[Passage]

Delta opioid receptor (DOR) expression on myeloid-derived suppressor cells (MDSCs) represents a novel target to overcome resistance to immune checkpoint inhibitors (ICIs) Free

Several studies suggest an association between opioid use for cancer pain and shorter survival, with research in animals indicating that opioids may promote angiogenesis, tumor growth, and metastasis.

Myeloid-derived suppressor cells (MDSCs) are a heterogeneous population of immature myeloid cells that contribute significantly to creating an immunosuppressive tumor microenvironment (TME), suppressing anti-tumor immune responses, and contribute significantly to both angiogenesis and tumor metastasis. We asked whether pro-tumorigenic effects of opioids may be mediated through a specific opioid receptor on MDSCs.

To address this, we investigated whether the delta opioid receptor (DOR) is expressed on and plays a role in the immunosuppressive functionality of MDSCs. We demonstrate that the DOR is highly expressed on MDSCs from tumors. In addition, antagonism of DOR with a specific inhibitor modulated a variety of direct and indirect MDSC-mediated immunosuppressive factors and reversed T cell suppression, suggesting the DOR may be a novel target to reprogram MDSC induced immunosuppression in the TME.

In vitro, both bone marrow-derived MDSCs from C57BL/6 and BALB/c were generated with a combination of GM-CSF, G-CSF, and IL-6 exhibited robust expression of DOR, with over 50% of the cells positive by flow measurement using a DOR specific antibody. These MDSCs exhibited hallmark suppressive functions, including reactive oxygen species (ROS) production and inhibiting CD4+ and CD8⁺ T cell proliferation. More importantly, treatment of MDSCs with TH-31, ([N, N-(Me)2-Dmt-Tic-NH2), a highly specific DOR antagonist, reduced ROS production and the expression of inducible nitric oxide synthase (iNOS) and arginase 1, key enzymes involved in MDSC-mediated suppression compared to MDSCs without TH-31.

We further analyzed MDSCs from bone marrow, spleen, and tumors (B16F10 melanoma-bearing C57BL/6 mice). Both polymorphonuclear (PMN-MDSCs) and monocytic (M-MDSCs) subsets were detected across all tissues. Tumor-infiltrating PMN-MDSCs showed significantly elevated DOR expression compared to bone marrow or spleen (49.47±14.14%, 3.50±1.56%, 9.61±2.36%, p≤0.001, respectively), with a similar trend observed for M-MDSCs (66.8±5.40%, 0.89±0.42%, 7.29±2.62%, p≤0.001, respectively). Simultaneously, these tumor-infiltrating PMN-MDSCs exhibited significantly higher reactive oxygen species (ROS) production compared to bone marrow or spleen derived (100±23.00%, 4.53±52.12%, 3.32±48.27%, p=<0.01, respectively ) and total MDSC arginase activity significantly higher compared to bone marrow or spleen derived (100±4.75%, 16.82±2.00%, 38.64±0.967%, p=<0.05, respectively ). Functional assays confirmed that MDSCs effectively suppressed T cell proliferation in a MDSC: T ratio dependent manner.

[/Passage]

## [Work instruction]
In the passage on delta opioid receptors and myeloid-derived suppressor cells, which highly specific DOR antagonist was used to treat the MDSCs?

[Dataset content]

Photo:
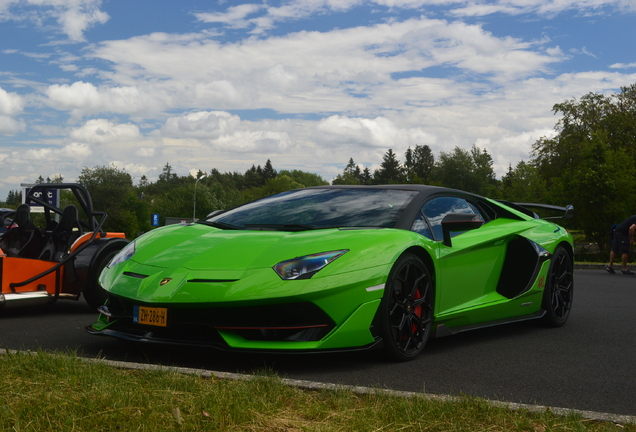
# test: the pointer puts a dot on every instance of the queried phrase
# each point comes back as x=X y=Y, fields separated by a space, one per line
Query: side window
x=437 y=208
x=420 y=226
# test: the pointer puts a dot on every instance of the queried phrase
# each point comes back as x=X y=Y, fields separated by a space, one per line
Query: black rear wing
x=526 y=208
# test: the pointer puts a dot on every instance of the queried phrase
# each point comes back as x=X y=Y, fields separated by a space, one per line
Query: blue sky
x=307 y=84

[/Dataset content]

## [Answer section]
TH-31